◆ **TASK ITEM**
What you return should be each line of the data containing the string "screen".

◆ **GIVEN DATA**
Segment Open
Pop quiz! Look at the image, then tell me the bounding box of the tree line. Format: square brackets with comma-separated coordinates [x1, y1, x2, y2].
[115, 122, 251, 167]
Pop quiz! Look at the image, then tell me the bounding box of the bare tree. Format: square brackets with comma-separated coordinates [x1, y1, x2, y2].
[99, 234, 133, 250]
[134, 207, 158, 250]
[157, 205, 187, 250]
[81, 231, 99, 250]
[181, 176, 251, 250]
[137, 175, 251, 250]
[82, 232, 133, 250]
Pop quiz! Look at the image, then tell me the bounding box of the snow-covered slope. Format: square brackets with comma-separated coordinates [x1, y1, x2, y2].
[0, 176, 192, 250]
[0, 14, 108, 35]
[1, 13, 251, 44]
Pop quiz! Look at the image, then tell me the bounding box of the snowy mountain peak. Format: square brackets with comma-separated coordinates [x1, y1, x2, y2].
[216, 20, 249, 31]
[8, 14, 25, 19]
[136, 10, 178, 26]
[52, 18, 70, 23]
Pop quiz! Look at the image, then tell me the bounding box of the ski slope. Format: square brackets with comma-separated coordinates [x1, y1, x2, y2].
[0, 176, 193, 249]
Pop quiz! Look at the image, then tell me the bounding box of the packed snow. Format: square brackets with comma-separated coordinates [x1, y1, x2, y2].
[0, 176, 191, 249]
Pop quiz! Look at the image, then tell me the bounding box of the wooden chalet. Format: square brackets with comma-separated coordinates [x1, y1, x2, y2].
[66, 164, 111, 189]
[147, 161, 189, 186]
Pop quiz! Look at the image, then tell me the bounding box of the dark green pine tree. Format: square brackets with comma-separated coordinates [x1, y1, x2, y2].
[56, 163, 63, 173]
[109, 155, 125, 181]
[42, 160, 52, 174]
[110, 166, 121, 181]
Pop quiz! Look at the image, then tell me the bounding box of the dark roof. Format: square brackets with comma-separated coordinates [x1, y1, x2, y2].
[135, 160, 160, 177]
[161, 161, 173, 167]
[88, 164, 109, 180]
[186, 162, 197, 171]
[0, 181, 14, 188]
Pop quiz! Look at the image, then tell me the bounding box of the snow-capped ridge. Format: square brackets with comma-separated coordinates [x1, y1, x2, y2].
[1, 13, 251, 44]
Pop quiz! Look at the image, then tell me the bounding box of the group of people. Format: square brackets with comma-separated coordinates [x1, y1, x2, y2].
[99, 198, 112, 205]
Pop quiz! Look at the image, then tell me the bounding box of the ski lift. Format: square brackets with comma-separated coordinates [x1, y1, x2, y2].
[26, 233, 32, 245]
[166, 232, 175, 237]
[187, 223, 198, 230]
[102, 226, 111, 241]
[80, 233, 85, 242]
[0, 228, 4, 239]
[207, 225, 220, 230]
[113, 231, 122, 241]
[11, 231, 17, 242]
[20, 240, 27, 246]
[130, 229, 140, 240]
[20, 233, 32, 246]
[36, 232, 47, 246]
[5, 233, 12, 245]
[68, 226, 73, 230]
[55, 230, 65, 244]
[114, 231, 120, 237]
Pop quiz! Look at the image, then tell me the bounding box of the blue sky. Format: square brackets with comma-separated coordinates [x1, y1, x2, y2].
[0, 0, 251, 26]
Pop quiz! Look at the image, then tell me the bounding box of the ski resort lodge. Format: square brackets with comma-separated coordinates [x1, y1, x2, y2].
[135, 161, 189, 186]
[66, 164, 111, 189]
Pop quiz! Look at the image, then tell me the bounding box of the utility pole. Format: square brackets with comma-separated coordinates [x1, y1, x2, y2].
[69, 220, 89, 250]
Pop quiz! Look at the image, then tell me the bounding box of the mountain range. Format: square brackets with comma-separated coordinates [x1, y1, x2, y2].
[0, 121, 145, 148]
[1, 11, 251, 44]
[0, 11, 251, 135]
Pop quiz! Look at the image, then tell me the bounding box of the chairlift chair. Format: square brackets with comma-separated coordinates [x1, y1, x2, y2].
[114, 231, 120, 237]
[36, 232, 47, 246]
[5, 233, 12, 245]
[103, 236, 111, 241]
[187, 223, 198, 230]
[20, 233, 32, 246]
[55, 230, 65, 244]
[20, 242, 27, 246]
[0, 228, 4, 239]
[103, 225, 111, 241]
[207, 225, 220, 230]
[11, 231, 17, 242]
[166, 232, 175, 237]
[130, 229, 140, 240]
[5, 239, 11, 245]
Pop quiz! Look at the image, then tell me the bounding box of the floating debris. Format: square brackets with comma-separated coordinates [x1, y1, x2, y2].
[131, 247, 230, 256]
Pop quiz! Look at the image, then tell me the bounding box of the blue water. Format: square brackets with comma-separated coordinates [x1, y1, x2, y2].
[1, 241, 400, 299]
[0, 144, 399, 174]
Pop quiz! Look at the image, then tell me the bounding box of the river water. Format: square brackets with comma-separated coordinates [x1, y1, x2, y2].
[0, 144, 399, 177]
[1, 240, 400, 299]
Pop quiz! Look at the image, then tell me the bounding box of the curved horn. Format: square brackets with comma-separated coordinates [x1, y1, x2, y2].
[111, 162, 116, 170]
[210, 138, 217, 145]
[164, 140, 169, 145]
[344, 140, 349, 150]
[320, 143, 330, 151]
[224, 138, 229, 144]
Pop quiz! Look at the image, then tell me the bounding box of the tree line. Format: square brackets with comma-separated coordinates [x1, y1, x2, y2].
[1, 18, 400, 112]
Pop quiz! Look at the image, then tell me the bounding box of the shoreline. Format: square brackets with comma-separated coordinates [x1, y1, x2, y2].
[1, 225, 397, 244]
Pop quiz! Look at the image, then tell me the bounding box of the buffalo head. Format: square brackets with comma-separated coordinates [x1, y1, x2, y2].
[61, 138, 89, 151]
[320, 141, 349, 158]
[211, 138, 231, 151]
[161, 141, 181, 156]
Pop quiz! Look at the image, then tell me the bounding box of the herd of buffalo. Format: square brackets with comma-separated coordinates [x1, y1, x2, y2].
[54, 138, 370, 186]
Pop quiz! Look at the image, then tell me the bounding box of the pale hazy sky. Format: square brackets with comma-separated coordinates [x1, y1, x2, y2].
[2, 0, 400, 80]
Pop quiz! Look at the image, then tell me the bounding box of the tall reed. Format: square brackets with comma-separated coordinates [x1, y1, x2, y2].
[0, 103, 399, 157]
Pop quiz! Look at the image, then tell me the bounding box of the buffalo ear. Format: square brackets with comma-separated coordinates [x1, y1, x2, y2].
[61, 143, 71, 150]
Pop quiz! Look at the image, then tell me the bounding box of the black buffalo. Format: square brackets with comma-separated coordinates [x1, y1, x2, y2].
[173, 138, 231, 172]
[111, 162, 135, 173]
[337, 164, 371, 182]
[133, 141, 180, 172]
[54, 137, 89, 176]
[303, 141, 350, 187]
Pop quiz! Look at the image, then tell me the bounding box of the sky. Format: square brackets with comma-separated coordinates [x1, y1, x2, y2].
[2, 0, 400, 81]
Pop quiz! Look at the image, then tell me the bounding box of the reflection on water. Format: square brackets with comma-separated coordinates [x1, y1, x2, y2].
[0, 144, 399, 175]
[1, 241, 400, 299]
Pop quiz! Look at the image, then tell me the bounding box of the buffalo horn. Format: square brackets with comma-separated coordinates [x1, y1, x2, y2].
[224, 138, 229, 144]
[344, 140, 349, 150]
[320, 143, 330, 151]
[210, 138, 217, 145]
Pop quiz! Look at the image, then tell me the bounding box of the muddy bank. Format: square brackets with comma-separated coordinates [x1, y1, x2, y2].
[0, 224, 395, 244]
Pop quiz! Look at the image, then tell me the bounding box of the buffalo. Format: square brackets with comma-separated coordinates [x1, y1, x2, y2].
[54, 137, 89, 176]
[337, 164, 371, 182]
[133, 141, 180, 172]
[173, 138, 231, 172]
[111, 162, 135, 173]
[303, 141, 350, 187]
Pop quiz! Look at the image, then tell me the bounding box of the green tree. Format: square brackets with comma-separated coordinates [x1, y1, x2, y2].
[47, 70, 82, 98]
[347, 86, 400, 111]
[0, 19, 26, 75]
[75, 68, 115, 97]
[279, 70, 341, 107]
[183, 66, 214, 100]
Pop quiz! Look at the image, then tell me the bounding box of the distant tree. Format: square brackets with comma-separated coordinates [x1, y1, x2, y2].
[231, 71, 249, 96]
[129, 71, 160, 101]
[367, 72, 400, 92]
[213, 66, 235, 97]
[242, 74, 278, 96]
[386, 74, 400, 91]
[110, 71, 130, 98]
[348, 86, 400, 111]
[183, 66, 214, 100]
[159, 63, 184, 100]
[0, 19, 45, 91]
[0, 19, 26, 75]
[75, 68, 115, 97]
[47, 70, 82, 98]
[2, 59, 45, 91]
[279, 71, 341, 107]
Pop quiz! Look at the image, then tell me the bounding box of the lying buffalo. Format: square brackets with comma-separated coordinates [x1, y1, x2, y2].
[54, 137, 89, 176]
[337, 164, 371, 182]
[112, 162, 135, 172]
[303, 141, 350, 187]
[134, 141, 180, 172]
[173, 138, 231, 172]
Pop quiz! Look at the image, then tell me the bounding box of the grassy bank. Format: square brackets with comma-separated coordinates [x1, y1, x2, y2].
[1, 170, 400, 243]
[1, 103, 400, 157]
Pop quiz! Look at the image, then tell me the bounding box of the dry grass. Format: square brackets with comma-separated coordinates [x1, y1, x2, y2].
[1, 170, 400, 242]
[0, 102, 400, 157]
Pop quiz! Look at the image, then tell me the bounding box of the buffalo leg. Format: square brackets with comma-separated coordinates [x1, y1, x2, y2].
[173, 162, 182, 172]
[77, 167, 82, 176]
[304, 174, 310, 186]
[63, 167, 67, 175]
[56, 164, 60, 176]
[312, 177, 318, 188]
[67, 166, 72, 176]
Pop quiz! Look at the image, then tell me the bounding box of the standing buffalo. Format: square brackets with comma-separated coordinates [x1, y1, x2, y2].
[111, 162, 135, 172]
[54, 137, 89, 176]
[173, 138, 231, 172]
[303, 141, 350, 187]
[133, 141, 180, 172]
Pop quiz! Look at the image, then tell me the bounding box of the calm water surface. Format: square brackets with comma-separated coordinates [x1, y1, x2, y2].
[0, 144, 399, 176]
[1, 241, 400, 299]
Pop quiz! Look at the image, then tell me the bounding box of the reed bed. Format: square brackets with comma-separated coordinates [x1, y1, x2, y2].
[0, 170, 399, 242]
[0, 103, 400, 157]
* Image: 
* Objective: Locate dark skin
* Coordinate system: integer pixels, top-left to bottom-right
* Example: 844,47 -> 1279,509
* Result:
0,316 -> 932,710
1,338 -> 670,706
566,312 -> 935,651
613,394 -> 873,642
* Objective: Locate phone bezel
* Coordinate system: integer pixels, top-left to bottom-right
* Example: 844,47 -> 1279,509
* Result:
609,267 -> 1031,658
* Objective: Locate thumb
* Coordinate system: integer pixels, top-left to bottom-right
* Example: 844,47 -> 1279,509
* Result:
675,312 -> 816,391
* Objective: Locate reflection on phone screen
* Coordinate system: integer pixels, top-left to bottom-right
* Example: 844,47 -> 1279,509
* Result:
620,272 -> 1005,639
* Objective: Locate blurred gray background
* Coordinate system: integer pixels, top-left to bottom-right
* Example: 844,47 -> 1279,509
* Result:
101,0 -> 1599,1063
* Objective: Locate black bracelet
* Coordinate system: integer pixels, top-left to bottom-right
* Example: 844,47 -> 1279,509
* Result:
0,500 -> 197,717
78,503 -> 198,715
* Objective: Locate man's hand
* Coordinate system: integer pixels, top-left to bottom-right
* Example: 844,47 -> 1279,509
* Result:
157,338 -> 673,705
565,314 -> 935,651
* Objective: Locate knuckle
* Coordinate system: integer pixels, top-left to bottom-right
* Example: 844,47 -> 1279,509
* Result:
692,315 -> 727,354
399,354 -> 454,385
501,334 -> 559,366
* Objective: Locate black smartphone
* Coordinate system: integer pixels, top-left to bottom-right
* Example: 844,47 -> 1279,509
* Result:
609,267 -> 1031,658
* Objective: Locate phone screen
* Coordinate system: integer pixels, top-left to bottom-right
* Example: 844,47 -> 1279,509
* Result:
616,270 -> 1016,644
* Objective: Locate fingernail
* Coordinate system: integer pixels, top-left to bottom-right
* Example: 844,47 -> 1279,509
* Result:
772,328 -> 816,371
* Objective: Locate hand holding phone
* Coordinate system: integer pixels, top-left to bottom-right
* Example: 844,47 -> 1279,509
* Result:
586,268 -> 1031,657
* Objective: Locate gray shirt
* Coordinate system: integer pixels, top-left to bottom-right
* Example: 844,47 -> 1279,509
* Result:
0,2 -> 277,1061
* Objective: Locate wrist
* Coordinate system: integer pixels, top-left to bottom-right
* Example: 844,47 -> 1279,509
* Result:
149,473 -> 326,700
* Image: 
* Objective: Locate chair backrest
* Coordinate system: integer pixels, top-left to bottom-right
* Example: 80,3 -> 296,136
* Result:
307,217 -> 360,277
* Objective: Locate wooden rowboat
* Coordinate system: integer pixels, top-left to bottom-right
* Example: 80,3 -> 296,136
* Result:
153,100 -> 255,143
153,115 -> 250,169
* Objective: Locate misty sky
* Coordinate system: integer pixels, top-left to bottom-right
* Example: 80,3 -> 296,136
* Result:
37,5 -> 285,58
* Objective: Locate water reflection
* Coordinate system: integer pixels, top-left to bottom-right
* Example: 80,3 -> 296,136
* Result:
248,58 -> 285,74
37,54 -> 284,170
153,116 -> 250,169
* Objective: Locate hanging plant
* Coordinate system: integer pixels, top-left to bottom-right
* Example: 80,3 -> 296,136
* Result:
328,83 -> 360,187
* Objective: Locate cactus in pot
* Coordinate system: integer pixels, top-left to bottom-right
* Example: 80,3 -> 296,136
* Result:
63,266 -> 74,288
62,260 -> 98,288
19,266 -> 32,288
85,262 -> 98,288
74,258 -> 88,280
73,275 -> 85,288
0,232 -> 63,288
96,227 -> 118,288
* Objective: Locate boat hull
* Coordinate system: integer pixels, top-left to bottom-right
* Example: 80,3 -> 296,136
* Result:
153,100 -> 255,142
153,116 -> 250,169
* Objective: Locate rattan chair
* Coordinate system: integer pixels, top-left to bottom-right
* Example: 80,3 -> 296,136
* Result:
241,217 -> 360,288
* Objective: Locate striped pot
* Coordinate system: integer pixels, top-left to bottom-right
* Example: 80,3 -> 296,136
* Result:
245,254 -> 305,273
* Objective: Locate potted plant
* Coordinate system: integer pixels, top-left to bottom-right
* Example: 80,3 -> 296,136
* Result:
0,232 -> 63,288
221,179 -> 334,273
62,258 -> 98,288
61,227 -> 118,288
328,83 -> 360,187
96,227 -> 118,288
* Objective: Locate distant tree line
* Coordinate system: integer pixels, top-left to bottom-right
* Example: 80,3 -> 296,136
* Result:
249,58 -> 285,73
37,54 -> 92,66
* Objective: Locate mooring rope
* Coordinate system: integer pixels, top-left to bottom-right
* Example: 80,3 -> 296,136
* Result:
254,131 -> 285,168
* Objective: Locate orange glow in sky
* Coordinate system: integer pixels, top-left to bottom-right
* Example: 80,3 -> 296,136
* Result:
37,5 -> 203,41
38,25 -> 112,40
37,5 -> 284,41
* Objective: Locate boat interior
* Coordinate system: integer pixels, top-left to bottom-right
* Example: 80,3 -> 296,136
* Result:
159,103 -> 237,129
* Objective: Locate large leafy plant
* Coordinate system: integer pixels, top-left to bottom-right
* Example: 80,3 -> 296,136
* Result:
Segment Closed
◆ **TASK SOLUTION**
* Objective: Locate reflection on phone screen
* Objective: Locate phone screen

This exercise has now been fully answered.